_YOUR GOAL_:
Your job is to retype all of the data word for word, leaving every image out.

_DATA SUPPLIED_:
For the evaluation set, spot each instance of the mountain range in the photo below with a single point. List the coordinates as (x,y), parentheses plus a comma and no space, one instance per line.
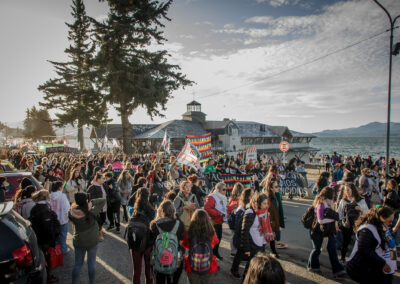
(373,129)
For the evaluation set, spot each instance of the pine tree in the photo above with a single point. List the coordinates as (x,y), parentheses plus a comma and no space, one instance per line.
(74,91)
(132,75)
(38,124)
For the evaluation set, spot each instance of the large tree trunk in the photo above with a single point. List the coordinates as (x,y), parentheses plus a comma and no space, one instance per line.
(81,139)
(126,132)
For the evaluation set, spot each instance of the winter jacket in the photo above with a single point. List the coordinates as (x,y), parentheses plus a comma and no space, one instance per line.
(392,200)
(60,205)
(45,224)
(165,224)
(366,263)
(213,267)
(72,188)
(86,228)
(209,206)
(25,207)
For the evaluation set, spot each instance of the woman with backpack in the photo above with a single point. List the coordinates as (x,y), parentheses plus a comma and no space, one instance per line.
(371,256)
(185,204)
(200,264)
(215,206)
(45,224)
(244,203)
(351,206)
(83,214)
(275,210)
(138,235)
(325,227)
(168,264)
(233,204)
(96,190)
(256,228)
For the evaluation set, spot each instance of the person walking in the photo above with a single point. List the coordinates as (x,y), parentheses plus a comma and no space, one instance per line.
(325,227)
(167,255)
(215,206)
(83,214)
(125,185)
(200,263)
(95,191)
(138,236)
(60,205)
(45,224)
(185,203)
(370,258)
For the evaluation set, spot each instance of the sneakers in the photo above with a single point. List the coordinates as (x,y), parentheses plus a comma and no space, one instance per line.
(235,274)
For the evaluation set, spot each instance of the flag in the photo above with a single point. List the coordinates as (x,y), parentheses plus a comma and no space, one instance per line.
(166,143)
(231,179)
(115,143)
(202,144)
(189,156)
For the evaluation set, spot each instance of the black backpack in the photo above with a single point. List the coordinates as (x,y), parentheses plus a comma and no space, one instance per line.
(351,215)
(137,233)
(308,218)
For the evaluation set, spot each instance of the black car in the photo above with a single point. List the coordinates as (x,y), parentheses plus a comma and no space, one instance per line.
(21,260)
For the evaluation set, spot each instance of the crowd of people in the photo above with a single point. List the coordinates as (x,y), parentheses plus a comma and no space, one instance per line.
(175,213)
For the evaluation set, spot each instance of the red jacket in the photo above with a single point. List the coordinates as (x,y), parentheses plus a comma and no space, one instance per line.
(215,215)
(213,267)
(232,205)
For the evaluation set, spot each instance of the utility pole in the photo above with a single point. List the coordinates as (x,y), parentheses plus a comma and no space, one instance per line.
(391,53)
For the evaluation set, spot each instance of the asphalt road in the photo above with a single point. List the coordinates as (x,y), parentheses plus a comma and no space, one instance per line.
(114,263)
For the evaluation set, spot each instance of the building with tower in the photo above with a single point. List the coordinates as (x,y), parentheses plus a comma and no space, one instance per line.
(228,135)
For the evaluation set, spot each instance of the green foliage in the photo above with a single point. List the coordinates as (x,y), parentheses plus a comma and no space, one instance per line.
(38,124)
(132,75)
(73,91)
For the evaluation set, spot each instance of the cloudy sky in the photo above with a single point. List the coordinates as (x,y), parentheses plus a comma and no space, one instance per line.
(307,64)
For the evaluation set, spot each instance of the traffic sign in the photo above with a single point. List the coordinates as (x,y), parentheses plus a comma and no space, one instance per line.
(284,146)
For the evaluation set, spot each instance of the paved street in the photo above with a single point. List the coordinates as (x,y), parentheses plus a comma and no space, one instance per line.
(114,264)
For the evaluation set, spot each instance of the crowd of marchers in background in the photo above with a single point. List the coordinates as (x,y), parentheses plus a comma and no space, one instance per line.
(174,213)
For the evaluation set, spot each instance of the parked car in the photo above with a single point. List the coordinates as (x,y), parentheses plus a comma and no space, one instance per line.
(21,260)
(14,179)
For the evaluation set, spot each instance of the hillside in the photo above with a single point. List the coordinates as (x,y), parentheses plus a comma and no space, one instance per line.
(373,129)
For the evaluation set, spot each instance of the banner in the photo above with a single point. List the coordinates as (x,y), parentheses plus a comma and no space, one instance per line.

_CORRECT RESPONSE_:
For the evaluation set, spot each instance of the mountain range in the photo below with a single point. List the coordinates as (x,y), parentheses plus a comma and no space, one instance per line.
(373,129)
For the evaluation set, spot each instance of the pine tree in the photo above with a single point. List the coordinates as (x,y), parentheses plus a comma and no space, one instance per line.
(74,91)
(132,75)
(38,124)
For the evaluation set, spot each instance of the large tree trunk in the photo above with a single point. List the coordinates as (x,y), parentheses plus a comma and no space, one instance per line.
(81,139)
(126,132)
For the evaluation set, spot each instance of the winter jacket in the photo above with a single point. List the coordinates as (x,y), parentheses plus a comma and no space, one instance per line.
(392,200)
(60,205)
(45,224)
(165,224)
(366,263)
(213,267)
(72,188)
(86,228)
(209,206)
(25,207)
For the evaluation set, spot each instance of the woman with backpack in the photo above with a single point. List the coordinates as (x,y), parentheses plus a comma and no space, one instance per line.
(371,256)
(185,204)
(200,264)
(215,206)
(45,224)
(244,203)
(351,206)
(83,214)
(275,210)
(138,235)
(325,227)
(168,264)
(233,204)
(96,190)
(256,228)
For the evaluation set, spot each instance of the person walking in the photo above with a single point. List the coordinates as (x,y), parentheses plus a comma and no space, one instance per line.
(325,227)
(167,255)
(215,206)
(83,214)
(125,185)
(200,263)
(95,191)
(138,236)
(60,205)
(45,224)
(185,203)
(370,258)
For the evaluation set, spot each instance of the sneakers in the photo above with a single point. List the coordinates as (x,y), parentheses plus a comma and no space, one instance per line.
(235,274)
For the evaluation set, spot each instance of the flag in the photo above with a single point. List the coordinates as (x,y), parentheses plus a comma and no space, one instance per line.
(166,143)
(231,179)
(115,143)
(202,144)
(189,156)
For the evaluation set, spot each instance of the black backpack in the photo above with a single point. List the coordinates as (x,y), parentheses plus a comma and no space, one instance per line.
(351,215)
(137,233)
(308,218)
For the evaluation set, spot each instance of the black car in the photo above with a single point. List the coordinates as (x,y), parentheses plus a comma and no space, one instance per line.
(21,260)
For the evaluation set, spot each instance of the crowd of people in the photo above with a single point. List the coordinates as (x,y), parentheses plus a comma and no space, one instance per line.
(175,213)
For the evaluation set, spot each instance of the red jacket in the photo above with a single point. List the coordinates as (x,y), parentheses plus a comma and no space, one instance per line.
(215,215)
(213,267)
(232,205)
For the evaluation set, spot each instance of the utility pole in the photo above with a single point. List the coordinates as (x,y), parentheses plus a comma and no space, one instance per line.
(391,53)
For the evaluation set, spot each instance of the asphalt road in the photo above with a single point. List the coordinates as (x,y), parentheses plus a comma and no space, one instance per line.
(114,263)
For the evaluation set, spot each instance of the building with tower in the photo above with a single point. List the coordinates as (x,y), parentheses plus a comma and no space, one instance per line.
(228,135)
For the evaluation set, spot each instance of the green foliage in the photo above with a single point. List the coordinates as (x,y), parentheses plus a comma and no space, one instance per line.
(38,124)
(132,75)
(73,91)
For the evaluation set, spot each instance of the cloudy sky in the photo above with a single point. List the coordinates as (x,y), parentheses plus a comma and no space, one instance per line.
(307,64)
For the evaluation set, spot each instance of the traffic sign in the photo above with a single point. List the coordinates as (x,y), parentheses plus a comma and no space, one instance per line.
(284,146)
For the evaluation set, spot each instance of the paved street in the photo above with a single point. List the coordinates as (x,y), parentheses plus a comma and no space, one instance per line.
(114,264)
For the evaluation set, spot each instance of the crowd of marchers in background in the photo above with a single point. List the coordinates as (x,y), parentheses plus a comma and no space, one instance per line.
(174,213)
For the evaluation set, spot each instance of the parked car in the photo above with a single point. List the coordinates as (x,y), parentheses plus a comma and no space, one instance per line.
(21,260)
(14,179)
For the evaluation set, spot each instance of the hillside in the photo above with a single point. List the coordinates as (x,y), parentheses plus a comma and no space, one instance per line.
(373,129)
For the evaluation set, spot each instance of the banner in the photo above with a single point. List the coordinates as (x,y), parentheses plus a comma and no space, one instance per line.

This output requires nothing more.